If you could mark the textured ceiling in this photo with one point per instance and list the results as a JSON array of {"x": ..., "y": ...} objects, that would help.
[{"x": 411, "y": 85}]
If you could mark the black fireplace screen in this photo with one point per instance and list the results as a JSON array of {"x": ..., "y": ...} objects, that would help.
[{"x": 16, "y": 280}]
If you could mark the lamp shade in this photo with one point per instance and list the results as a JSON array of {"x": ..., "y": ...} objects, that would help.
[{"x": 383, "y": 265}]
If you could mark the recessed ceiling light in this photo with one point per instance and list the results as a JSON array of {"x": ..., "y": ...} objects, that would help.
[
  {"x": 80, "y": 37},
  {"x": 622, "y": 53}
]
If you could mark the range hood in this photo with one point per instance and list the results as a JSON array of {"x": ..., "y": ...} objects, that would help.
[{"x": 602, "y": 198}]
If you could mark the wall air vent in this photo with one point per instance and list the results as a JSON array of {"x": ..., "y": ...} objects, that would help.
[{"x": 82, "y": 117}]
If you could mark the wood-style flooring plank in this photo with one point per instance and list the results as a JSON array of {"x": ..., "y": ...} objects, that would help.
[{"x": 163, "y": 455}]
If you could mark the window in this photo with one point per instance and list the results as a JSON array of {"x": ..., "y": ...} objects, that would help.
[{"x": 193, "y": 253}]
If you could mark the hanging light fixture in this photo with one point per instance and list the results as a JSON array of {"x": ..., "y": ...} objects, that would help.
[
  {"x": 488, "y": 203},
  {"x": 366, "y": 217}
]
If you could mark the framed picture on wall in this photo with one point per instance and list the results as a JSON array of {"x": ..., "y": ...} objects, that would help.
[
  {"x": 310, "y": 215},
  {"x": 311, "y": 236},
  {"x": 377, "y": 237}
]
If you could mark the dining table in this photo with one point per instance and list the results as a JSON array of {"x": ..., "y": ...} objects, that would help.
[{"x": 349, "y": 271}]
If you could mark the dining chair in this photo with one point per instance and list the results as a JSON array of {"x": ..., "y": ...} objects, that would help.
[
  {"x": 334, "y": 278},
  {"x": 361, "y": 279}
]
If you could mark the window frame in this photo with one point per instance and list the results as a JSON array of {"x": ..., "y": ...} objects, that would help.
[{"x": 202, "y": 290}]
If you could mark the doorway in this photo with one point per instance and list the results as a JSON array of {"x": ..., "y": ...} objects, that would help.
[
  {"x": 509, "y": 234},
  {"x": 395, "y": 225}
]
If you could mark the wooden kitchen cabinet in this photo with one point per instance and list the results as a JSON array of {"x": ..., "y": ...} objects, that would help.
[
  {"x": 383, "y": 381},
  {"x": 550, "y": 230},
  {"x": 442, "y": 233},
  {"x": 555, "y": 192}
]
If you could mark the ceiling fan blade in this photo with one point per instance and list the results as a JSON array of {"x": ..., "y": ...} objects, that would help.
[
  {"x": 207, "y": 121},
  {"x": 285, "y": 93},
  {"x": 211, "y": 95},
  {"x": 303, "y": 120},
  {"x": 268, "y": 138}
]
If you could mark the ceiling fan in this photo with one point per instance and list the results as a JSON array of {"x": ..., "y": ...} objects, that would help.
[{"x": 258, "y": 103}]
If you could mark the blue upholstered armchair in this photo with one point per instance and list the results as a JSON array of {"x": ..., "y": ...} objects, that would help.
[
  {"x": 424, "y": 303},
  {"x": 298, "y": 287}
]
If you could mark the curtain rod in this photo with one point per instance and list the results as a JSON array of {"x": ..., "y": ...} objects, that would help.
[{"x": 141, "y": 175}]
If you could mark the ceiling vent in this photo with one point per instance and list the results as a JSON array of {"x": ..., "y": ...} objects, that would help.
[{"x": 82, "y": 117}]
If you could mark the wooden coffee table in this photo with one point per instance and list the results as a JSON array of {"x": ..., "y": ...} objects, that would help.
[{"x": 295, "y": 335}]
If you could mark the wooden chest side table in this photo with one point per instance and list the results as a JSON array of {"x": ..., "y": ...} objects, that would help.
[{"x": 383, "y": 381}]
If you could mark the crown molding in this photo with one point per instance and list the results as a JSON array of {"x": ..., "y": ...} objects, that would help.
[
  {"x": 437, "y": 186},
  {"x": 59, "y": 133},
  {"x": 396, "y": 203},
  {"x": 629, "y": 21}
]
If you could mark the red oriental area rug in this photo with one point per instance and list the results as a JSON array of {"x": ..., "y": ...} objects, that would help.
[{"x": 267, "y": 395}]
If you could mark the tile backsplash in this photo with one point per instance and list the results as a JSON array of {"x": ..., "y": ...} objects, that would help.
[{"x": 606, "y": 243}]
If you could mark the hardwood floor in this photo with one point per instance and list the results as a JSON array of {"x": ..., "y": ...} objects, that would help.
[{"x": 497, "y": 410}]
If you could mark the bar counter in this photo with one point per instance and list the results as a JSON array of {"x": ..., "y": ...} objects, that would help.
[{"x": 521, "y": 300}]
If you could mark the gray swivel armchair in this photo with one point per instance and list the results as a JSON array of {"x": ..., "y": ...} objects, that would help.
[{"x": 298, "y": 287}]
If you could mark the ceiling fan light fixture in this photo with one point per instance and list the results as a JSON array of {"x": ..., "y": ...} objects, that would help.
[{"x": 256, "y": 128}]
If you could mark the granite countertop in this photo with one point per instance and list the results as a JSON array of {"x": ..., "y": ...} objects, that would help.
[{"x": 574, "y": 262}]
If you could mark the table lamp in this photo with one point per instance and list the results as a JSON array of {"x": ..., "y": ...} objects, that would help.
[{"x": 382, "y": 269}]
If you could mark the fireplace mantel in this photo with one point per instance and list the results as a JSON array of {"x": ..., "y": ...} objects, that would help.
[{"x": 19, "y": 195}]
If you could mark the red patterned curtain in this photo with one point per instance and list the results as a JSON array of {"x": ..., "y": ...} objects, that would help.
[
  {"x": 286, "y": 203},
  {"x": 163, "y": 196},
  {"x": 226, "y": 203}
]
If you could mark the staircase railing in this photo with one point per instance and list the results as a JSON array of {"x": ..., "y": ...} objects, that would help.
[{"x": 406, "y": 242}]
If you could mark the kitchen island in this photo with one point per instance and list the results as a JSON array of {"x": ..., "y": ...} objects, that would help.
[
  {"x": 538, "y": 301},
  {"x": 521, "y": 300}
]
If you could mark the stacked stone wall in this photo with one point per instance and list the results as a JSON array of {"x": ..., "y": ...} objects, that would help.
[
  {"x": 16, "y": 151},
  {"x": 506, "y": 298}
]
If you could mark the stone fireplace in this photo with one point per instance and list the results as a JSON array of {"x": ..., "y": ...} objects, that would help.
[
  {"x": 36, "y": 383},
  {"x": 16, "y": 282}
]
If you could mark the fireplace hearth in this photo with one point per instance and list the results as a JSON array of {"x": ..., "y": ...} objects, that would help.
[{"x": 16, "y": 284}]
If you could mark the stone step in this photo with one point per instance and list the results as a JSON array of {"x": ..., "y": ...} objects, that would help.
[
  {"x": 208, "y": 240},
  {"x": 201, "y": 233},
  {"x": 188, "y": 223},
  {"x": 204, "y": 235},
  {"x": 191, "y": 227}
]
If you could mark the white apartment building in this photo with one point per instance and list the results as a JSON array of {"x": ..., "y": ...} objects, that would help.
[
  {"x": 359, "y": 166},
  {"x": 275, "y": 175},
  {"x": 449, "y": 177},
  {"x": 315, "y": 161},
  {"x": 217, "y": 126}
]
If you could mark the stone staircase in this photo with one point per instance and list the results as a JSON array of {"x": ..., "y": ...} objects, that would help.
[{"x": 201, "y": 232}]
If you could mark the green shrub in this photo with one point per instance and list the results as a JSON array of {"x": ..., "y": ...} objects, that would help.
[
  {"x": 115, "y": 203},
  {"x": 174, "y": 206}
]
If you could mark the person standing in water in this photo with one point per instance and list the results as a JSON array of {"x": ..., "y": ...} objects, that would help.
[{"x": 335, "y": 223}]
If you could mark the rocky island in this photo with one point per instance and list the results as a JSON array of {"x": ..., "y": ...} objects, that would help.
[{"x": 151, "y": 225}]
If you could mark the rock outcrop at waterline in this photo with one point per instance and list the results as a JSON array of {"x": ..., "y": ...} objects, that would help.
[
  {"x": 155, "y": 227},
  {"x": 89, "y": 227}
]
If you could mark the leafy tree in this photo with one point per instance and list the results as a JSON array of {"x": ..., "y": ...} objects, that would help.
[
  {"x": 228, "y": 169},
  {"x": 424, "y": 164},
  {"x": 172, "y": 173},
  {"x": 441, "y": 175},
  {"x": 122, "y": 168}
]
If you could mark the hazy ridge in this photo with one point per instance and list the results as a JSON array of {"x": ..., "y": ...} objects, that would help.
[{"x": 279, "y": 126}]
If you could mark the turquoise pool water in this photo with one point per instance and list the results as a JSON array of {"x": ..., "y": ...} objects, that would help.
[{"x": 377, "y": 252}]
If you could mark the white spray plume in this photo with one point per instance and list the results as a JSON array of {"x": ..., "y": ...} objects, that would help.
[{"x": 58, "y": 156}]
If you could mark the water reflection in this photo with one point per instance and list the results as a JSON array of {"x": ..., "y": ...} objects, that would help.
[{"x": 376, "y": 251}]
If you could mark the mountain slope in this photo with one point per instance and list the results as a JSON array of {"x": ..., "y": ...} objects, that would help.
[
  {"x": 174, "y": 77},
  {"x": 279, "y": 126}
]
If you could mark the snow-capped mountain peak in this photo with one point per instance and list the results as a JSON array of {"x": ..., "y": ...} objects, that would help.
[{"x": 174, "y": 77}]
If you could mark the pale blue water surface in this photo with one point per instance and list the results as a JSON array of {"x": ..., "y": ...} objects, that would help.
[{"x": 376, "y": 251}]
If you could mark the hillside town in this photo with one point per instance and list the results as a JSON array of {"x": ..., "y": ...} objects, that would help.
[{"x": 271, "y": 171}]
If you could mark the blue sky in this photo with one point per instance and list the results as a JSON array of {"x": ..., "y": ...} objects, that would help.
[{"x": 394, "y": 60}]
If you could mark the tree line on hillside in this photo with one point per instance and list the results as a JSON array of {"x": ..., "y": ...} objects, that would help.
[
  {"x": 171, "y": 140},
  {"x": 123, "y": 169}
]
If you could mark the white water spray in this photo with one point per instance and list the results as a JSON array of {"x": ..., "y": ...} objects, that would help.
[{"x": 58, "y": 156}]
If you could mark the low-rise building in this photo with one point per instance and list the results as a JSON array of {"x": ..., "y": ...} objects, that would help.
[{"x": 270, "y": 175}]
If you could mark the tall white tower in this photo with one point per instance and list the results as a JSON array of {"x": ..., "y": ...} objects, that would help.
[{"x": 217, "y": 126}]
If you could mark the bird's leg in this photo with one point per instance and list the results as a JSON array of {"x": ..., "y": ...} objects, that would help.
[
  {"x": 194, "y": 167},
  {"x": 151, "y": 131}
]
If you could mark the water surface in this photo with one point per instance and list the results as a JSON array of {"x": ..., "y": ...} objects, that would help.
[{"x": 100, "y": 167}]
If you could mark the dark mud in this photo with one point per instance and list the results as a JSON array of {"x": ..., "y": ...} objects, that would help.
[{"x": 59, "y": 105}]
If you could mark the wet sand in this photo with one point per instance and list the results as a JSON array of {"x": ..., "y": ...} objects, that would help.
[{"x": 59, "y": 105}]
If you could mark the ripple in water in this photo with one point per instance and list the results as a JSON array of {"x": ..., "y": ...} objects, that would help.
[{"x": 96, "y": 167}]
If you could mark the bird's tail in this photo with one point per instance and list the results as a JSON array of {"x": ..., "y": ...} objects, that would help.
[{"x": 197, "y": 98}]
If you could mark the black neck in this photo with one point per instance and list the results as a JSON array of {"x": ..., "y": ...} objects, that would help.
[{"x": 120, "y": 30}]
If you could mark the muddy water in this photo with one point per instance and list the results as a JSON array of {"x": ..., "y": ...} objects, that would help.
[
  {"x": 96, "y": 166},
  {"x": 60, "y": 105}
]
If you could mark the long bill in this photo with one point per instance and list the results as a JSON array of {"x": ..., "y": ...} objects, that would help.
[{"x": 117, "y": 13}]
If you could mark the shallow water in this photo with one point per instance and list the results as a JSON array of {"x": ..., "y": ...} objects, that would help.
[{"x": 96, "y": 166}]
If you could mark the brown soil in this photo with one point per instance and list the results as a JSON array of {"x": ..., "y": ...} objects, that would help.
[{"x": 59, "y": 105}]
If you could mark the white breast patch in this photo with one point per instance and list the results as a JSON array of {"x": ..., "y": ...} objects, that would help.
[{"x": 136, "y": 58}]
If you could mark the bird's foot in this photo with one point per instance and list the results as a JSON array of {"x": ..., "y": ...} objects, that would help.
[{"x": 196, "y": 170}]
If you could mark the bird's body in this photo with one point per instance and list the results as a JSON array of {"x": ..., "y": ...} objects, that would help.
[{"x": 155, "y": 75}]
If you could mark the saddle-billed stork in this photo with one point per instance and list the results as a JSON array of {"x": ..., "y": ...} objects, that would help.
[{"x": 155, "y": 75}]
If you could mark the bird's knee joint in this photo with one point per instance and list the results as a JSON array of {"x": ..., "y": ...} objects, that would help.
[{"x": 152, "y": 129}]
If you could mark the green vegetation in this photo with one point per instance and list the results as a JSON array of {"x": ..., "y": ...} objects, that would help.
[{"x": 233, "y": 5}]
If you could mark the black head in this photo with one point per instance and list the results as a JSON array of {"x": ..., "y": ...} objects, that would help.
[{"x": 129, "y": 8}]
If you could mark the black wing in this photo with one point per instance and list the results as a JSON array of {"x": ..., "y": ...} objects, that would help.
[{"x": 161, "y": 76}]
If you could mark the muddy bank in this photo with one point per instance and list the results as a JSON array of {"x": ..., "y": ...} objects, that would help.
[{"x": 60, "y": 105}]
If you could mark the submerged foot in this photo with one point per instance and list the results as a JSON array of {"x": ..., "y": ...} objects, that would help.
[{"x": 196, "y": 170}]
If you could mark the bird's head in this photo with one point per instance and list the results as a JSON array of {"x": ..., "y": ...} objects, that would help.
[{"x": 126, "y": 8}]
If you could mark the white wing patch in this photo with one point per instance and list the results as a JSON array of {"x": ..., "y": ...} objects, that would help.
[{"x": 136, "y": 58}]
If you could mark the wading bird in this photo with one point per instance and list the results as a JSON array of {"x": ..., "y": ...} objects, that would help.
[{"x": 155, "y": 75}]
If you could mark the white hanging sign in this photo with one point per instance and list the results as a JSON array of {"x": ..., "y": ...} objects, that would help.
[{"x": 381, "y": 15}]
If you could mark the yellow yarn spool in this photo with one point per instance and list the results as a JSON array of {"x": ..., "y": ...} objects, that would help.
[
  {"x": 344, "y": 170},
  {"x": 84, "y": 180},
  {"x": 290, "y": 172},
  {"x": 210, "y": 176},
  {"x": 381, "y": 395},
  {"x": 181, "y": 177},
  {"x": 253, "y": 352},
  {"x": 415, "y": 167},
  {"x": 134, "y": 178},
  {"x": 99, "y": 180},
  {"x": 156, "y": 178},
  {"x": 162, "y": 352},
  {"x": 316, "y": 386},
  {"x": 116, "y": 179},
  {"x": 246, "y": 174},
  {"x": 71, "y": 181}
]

◆ **WHAT YOU ARE ASKED TO DO**: Reproduce exactly, with nothing added, the lines from the one that contains "If you could mark the muddy bank" to the end of the data.

◆ **IN RESPONSE**:
If you could mark the muddy bank in this photo with one point per instance and list the results as a JSON array of {"x": ..., "y": ...} objects, that would help.
[{"x": 60, "y": 105}]
If you could mark the submerged foot in this photo with one point per instance and list the results as a JSON array of {"x": ..., "y": ...} objects, that would help.
[{"x": 196, "y": 170}]
If you could mark the bird's head in this photo with one point per instance and list the results as a JSON array of {"x": ..., "y": ...} objects, that would help.
[{"x": 126, "y": 8}]
If you could mark the white wing patch in this photo with one point per instance and list the results as a JSON array of {"x": ..., "y": ...} objects, that would help.
[{"x": 136, "y": 58}]
If you could mark the wading bird in this photo with one point per instance and list the results as a JSON array of {"x": ..., "y": ...} objects, that would help.
[{"x": 155, "y": 75}]
If you could mark the white hanging sign in this photo with one point per instance and list the results as a JSON array of {"x": ..., "y": ...} objects, that would help.
[{"x": 381, "y": 15}]
If you could mark the yellow yarn spool in this photo with one point per instance and list the results as a JSON array of {"x": ..., "y": ...} objects, that would help.
[
  {"x": 344, "y": 170},
  {"x": 84, "y": 180},
  {"x": 290, "y": 172},
  {"x": 210, "y": 176},
  {"x": 381, "y": 395},
  {"x": 181, "y": 177},
  {"x": 253, "y": 352},
  {"x": 415, "y": 167},
  {"x": 134, "y": 178},
  {"x": 99, "y": 180},
  {"x": 156, "y": 178},
  {"x": 162, "y": 352},
  {"x": 316, "y": 386},
  {"x": 116, "y": 179},
  {"x": 246, "y": 174},
  {"x": 71, "y": 181}
]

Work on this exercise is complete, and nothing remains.